Point localization data
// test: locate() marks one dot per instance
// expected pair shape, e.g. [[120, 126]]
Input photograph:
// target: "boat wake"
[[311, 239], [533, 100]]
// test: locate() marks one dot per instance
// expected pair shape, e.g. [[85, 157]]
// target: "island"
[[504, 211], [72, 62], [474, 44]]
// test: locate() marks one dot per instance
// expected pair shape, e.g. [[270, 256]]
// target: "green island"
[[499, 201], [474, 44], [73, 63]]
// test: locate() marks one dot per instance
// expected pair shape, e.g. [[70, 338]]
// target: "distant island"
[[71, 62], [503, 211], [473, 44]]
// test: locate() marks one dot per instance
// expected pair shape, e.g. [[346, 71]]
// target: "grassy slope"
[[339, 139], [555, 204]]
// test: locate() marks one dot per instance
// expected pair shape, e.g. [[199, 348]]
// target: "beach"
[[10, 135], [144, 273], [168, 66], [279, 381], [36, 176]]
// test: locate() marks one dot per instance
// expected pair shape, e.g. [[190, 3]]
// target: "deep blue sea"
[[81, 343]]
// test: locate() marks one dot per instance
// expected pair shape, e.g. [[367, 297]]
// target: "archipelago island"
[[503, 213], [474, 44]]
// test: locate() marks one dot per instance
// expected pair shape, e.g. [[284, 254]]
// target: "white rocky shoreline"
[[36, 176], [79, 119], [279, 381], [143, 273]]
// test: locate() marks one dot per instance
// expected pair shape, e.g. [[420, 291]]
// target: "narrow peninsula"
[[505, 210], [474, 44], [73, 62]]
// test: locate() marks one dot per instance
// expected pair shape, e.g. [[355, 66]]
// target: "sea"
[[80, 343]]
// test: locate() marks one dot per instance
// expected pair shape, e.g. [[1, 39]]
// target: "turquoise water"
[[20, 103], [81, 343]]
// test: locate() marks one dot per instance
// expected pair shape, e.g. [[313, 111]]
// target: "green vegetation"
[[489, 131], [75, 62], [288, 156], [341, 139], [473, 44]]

__Task item__. All the data must be duplicated exactly, with nothing added or removed.

__Solution to this exercise__.
// test: locate() marks one dot per instance
// expected pair shape, e.g. [[120, 126]]
Input photograph:
// target: "boat wake"
[[311, 239], [533, 100]]
// test: locate() marks one dot per instance
// expected pair shape, e.g. [[85, 157]]
// target: "island"
[[504, 211], [72, 62], [474, 44]]
// test: locate() marks one dot per instance
// expected pair shape, e.g. [[270, 256]]
// target: "green island"
[[499, 201], [474, 44], [73, 63]]
// test: locate() marks one dot per instance
// expected pair shape, e.g. [[70, 338]]
// target: "distant island"
[[71, 62], [503, 211], [473, 44]]
// test: locate() marks one dot per instance
// expected pair shape, e.g. [[346, 71]]
// target: "grassy slope"
[[339, 139], [555, 204]]
// test: locate() marks one dot per instance
// expected pair shape, e.g. [[199, 348]]
// target: "beach"
[[10, 135], [144, 273], [168, 66], [279, 381], [36, 176]]
// test: locate() marks one dot per instance
// expected pair shape, e.g. [[190, 3]]
// target: "deep blue sea"
[[81, 343]]
// test: locate() marks one dot per instance
// expected pair shape, e.g. [[367, 297]]
// target: "archipelago island"
[[503, 213], [474, 44]]
// test: locate() marks one dot per instance
// expected pair shape, e.g. [[284, 254]]
// target: "white rocky shoreline"
[[36, 176], [79, 119], [279, 381], [143, 273]]
// test: locate() marks one dot per instance
// expected pair shape, e.g. [[420, 291]]
// target: "narrow peninsula"
[[505, 210], [474, 44], [73, 62]]
// test: locate() marks one dot per instance
// expected pair shape, e.g. [[355, 66]]
// target: "sea"
[[80, 343]]
// test: locate() marks one dot per instance
// expected pair shape, e.g. [[1, 39]]
// target: "turquoise water"
[[20, 103], [81, 343]]
// test: locate() marks one dot per instance
// expected pair shape, e.g. [[313, 111]]
// target: "green vegetation"
[[489, 131], [75, 62], [288, 156], [341, 139], [473, 44]]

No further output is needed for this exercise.